*** Text provided Section Begins ***
Frequently Asked Questions

How do I detect if my WordPress site has been hacked?

From the outside, you watch the symptom on the page a real visitor loads: the expected checkout or admin markup is missing, a known injected marker appeared, or the wp-admin login no longer works. Velprove does this with a body_contains assertion on the markup that should be present, a body_not_contains assertion on a known bad string, and a browser login monitor that signs in to wp-admin. That is symptom detection. It does not replace a server-side scanner that reads your files for malware and file-integrity changes. Run both.

Does Velprove need a plugin or server access to detect a compromise?

No. Velprove is not a security scanner and has no access to your server, files, or database. It reads only the externally rendered page, the same one a visitor's browser receives. It cannot scan files for malware or do file-integrity monitoring, and it asks for nothing to be installed on the site. That boundary is the point: it is a fast external tripwire that runs independently of the host you are trying to verify, and it is complementary to, not a replacement for, a server-side security tool.

Can an uptime monitor catch a credit card skimmer on my WooCommerce checkout?
*** Text provided Section Ends ***
*** Records provided Section Begins ***
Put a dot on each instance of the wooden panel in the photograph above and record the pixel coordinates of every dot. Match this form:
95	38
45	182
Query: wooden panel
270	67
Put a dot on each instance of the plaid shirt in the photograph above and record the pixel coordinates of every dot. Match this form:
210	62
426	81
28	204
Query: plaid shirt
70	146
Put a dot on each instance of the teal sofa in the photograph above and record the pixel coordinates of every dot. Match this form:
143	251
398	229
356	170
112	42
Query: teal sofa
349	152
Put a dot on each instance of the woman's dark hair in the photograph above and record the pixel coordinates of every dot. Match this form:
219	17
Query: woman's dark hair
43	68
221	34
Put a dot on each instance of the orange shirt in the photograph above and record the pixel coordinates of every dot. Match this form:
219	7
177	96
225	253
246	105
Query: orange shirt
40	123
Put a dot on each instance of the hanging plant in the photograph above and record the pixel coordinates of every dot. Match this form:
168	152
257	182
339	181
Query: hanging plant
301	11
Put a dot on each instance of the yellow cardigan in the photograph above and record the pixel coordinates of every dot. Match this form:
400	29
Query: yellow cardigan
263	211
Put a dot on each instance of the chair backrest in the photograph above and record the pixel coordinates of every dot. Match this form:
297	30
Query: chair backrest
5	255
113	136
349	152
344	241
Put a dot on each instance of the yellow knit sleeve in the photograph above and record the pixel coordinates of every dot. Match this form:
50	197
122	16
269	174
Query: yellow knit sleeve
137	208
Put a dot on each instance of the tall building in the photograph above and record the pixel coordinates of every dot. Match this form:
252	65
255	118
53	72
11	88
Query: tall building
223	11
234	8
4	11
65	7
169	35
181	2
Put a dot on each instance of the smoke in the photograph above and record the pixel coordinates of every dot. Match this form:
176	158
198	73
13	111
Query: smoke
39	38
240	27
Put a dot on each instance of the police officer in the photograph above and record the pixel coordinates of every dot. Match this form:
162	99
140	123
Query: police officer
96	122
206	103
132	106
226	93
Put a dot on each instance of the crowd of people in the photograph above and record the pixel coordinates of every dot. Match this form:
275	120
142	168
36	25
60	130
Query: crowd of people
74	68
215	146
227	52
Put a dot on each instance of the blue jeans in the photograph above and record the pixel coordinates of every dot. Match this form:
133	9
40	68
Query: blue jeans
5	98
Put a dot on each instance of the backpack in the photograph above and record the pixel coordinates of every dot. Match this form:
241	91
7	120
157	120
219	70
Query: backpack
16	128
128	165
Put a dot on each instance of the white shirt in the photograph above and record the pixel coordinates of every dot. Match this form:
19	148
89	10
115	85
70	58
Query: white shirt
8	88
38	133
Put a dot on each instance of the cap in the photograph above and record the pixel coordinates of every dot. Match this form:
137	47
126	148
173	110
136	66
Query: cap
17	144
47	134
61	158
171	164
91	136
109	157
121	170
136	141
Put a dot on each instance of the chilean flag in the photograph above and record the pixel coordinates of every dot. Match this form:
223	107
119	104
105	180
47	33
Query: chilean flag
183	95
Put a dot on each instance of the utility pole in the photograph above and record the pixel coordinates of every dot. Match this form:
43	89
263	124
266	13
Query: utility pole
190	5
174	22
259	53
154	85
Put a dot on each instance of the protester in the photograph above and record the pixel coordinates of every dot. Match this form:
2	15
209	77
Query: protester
*** Records provided Section Ends ***
## Things to do
a: Retype the passage of the FAQ that begins at the words containing "No. Velprove is" and stops after "server-side security tool.".
b: Using the FAQ, decide whether each statement agrees with it, answering yes or no and quoting the words that settle it: (i) Velprove requires a plugin to be installed on the site. (ii) Velprove uses a browser login monitor that signs in to wp-admin. (iii) Velprove can perform file-integrity monitoring.
c: List every check the FAQ says Velprove uses to watch for symptoms on the page a visitor loads.

## Results for each task
a:
No. Velprove is not a security scanner and has no access to your server, files, or database. It reads only the externally rendered page, the same one a visitor's browser receives. It cannot scan files for malware or do file-integrity monitoring, and it asks for nothing to be installed on the site. That boundary is the point: it is a fast external tripwire that runs independently of the host you are trying to verify, and it is complementary to, not a replacement for, a server-side security tool.

b:
(i) No: "it asks for nothing to be installed on the site."
(ii) Yes: "a browser login monitor that signs in to wp-admin"
(iii) No: "It cannot scan files for malware or do file-integrity monitoring"

c:
- a body_contains assertion on the markup that should be present
- a body_not_contains assertion on a known bad string
- a browser login monitor that signs in to wp-admin